● **Petunjuk Tugas**:
Teruskan tulisan tentang kunjungan ke Kota Tua Kalianget, mulai setelah kalimat terakhir yang tercantum.

● **Kutipan yang Diberikan**:

Melanjutkan perjelajahan menuju Kota Tua Kalianget suasana pagi itu sangat terik padahal hari belumlah beranjak siang entalah saya merasa Mentari di Pulau Madura ini sangat gemar tersenyum lebar bahkan terkadang tertawa terbahak-bahak hingga memancarkan sinarnya dua kali lipat tuk membiaskan sinarnya hingga menembus bumi. Teriknya sinar mentari memang tidak dapat  dihindari jika akhirnya kulit sawo matang saya menjadi lebih kecoklatan dari biasanya saya merasa tingkat kesexyan saya naik satu level….. hihihihihi.

 

Photo by. Rurisa


Menikmati perjalanan menuju Kota Kalianget di sepanjang kanan kiri jalan masih banyak bangunan rumah-rumah kuno jaman Kolonial, ada yang  terawat dengan baik karena dihuni atau dijadikan kantor tetapi banyak pula yang terbengkalai  begitu saja tanpa perawatan bahkan tumbuhan liar menjalar nyaris menutupi bangunan rumah, sangat disayangkan seharusnya bangunan tua tersebut bisa diajukan sebagai cagar budaya   agar mendapatkan biaya perawatan dari pemerintah.

 

BERKUNJUNG KE PT GARAM (PERSERO)



Dari hotel menuju Kota Tua Kalinget ini jaraknya tidaklah terlalu jauh tidak sampai 30 menit kami tiba di PT Garam (Persero), di tempat ini kami disambut oleh salah satu staff dari PT. Garam. Kami diajak menuju sebuah bangunan gedung yang cukup besar yang masih berdiri dengan sangat kokoh, yang unik dan menarik perhatian adalah panel pintu yang sangat antik menjulang tinggi dengan ketebalan yang tidak umum serta sangat berat saat membukanya. 


ruangan dalam gedung panel listrik Photo by. Bang Sahat

Dahulu fungsi dari bangunan  ini dipergunakan sebagai pusat aliran listrik, ruangan dalam gedung sangat luas dan lapang terdapat bekas panel-panel listrik yang mulai berkarat, kekokohan bangunan masih terlihat dengan jelas betapa megahnya bangunan ini, jendela-jendela kaca nan menjulang tinggi seperti ciri khas bangunan Europa pada umumnya menjadikan gedung ini menampakan kelasnya tersendiri pada jamannya. Namun sayang kini kondisinya kotor, berdebu dan mulai usang.

● **Baris Data**:
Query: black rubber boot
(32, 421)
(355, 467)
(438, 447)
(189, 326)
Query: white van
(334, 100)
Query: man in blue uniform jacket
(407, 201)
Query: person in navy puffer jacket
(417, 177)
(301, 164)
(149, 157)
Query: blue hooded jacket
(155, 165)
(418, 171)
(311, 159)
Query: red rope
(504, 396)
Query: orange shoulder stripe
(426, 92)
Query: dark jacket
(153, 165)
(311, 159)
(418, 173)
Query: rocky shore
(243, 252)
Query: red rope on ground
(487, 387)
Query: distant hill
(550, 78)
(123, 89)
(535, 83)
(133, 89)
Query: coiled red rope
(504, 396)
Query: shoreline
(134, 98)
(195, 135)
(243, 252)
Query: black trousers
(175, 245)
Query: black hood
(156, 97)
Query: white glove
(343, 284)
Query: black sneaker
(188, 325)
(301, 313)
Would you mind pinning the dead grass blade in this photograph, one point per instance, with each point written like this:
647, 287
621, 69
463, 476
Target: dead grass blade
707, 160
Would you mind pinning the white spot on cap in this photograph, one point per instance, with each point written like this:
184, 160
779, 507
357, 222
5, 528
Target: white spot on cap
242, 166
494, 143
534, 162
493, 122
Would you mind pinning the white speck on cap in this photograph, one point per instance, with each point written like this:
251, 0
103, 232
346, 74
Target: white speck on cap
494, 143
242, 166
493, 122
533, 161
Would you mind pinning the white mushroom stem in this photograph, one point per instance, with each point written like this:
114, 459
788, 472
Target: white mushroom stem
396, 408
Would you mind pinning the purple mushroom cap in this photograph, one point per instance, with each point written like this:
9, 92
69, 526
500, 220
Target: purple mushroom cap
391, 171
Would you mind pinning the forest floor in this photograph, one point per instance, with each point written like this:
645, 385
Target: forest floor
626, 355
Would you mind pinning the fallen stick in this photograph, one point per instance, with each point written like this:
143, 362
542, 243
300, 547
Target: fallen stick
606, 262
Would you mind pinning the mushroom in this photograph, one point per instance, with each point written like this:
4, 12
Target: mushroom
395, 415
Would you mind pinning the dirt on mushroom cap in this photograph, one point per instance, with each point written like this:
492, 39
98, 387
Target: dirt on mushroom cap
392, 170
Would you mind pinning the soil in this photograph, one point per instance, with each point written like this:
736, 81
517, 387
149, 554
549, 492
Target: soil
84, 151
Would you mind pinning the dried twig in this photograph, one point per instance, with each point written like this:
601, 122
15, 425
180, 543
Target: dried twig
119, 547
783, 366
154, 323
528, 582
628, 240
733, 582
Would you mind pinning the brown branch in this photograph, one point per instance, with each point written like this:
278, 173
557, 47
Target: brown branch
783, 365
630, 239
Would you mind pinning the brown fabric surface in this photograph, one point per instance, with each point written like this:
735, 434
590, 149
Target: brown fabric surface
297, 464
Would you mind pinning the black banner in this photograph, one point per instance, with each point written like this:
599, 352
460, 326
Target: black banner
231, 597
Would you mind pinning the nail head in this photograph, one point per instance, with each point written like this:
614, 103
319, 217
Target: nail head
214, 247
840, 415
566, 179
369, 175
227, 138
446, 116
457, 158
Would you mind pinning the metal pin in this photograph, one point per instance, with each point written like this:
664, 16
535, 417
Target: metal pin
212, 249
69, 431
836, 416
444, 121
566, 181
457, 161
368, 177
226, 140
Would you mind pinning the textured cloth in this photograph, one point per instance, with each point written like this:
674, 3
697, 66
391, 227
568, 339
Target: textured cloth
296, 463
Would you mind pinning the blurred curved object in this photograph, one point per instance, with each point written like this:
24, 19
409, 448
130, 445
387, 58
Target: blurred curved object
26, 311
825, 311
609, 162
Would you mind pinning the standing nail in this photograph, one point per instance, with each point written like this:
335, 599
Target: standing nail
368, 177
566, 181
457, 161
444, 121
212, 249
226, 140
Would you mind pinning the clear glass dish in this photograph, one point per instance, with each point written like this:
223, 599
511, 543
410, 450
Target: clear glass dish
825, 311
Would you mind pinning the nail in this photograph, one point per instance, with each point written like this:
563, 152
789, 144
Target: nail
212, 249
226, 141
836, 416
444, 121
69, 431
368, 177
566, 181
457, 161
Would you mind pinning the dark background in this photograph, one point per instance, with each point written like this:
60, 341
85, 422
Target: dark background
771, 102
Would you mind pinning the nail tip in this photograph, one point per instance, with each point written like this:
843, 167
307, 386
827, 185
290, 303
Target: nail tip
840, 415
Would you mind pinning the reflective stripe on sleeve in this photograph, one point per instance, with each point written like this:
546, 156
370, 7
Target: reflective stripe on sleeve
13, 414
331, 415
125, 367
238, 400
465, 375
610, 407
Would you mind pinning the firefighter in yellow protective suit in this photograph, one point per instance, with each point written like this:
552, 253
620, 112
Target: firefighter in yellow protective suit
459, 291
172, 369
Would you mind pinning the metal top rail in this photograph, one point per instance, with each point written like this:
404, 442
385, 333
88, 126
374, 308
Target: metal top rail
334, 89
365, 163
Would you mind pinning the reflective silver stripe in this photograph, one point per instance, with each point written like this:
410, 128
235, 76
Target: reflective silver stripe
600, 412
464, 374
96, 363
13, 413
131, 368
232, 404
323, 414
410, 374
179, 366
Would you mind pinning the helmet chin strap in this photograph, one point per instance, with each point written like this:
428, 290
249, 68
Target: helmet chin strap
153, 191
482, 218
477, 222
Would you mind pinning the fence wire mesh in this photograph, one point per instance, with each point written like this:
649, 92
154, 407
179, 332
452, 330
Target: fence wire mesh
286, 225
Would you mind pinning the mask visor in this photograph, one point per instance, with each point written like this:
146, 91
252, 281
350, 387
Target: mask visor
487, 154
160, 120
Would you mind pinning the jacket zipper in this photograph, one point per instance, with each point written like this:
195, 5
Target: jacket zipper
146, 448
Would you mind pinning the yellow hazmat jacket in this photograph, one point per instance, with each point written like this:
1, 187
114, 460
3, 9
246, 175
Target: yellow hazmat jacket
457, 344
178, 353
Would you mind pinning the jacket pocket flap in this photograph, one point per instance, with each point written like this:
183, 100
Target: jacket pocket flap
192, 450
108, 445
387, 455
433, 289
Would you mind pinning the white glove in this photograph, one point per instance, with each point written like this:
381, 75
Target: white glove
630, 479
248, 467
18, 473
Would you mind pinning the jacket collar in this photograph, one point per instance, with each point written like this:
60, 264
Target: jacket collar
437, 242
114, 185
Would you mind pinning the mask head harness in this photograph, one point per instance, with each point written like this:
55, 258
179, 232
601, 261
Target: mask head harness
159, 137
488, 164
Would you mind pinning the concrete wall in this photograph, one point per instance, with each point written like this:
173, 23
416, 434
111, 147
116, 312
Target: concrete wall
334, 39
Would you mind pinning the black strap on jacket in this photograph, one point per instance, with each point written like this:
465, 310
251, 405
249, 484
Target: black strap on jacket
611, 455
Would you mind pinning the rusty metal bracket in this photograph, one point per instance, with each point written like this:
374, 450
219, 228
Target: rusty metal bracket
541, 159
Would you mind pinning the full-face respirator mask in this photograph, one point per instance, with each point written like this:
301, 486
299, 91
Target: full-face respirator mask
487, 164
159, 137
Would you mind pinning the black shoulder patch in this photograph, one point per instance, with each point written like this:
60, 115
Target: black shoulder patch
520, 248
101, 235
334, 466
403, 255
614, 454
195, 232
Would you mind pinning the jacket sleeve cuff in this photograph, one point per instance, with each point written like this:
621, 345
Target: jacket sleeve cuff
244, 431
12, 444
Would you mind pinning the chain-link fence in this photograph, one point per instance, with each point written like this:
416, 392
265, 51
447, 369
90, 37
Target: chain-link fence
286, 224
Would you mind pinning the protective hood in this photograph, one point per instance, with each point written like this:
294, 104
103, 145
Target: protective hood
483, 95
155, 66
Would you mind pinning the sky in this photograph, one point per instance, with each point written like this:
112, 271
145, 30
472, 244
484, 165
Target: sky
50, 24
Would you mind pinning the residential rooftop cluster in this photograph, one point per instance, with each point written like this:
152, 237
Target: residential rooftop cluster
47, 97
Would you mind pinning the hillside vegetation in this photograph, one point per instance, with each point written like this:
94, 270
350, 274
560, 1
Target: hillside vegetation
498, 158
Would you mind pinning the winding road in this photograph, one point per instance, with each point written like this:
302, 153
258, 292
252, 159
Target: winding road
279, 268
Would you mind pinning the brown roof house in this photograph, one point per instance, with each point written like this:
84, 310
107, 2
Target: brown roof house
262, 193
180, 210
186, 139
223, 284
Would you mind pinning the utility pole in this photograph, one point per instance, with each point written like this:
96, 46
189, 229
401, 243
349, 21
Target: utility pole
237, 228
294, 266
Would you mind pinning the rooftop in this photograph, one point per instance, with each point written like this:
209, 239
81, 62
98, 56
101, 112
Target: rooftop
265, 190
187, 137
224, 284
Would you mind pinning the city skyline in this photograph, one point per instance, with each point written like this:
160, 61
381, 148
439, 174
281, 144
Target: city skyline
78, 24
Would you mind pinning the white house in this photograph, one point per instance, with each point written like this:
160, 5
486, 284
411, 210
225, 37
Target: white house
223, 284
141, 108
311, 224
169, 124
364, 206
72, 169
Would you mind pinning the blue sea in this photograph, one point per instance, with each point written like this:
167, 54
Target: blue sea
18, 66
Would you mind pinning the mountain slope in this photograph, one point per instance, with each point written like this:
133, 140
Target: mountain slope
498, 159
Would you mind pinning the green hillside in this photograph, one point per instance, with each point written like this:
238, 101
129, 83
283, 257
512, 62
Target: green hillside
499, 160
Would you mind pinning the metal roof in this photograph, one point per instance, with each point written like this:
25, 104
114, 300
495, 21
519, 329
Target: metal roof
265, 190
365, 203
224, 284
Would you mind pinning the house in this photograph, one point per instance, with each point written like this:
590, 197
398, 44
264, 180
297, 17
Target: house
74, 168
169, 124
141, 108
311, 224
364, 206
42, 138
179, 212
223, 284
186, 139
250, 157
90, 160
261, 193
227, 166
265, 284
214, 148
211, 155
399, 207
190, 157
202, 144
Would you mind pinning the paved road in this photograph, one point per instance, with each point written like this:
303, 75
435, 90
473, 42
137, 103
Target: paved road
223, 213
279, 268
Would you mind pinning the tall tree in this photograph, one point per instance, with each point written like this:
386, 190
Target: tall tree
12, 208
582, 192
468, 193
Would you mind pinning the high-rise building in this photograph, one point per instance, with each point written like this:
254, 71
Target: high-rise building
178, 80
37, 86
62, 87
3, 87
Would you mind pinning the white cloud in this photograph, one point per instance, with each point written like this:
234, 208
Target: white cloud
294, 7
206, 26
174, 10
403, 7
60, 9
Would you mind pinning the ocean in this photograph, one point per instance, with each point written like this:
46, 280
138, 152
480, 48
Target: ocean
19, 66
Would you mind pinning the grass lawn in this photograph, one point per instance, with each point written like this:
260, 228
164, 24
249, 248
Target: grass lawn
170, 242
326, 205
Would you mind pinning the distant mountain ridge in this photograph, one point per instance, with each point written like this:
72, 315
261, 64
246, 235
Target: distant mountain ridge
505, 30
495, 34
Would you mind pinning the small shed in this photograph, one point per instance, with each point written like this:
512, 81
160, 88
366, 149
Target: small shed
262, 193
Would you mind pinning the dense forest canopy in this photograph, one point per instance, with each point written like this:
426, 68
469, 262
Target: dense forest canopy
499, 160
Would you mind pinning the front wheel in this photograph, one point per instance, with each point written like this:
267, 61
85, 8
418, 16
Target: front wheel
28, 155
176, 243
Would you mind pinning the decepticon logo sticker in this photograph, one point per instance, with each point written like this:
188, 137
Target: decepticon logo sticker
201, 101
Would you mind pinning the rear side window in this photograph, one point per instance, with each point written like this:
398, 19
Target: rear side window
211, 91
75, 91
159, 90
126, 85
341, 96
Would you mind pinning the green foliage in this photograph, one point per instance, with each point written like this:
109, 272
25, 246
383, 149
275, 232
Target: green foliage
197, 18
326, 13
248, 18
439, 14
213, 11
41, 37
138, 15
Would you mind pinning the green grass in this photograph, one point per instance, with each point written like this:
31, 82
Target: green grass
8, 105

● **Jawaban Latihan**:
bagian luar gedung PT Garam Photo by. Rurisa


Beranjak menuju ke dalam halaman PT. Garam di tempat ini masih terdapat sisa bangunan seperti benteng yang sudah mulai runtuh dan ditumbuhi tumbuhan dan ilalang liar nyaris menutupi sisa bangunan gedung yang ada, terdapat sebuah tanur yang menjulang tinggi dengan kondisi temboknya yang sudah mulai mengelupas sehingga nampak batu bata dari tanur itu sendiri. Saya pribadi merasa prihatin melihat kondisi bangunan-bangunan tua peninggalan Pemerintah Kolonial tidak terawat bahkan teronggok begitu saja seakan tak tersentuh perawatan. Padahal kalau bangunan dan gedung tua yang ada dirawat dengan baik tentu akan mendatangkan devisa bagi Pemerintah Daerah setempat, bisa saja bangunan tua bersejarah tersebut dijadikan museum misalnya atau gedung pertemuan untuk perhelatan acara penikahan, seni pertunjukkan, pameran dll.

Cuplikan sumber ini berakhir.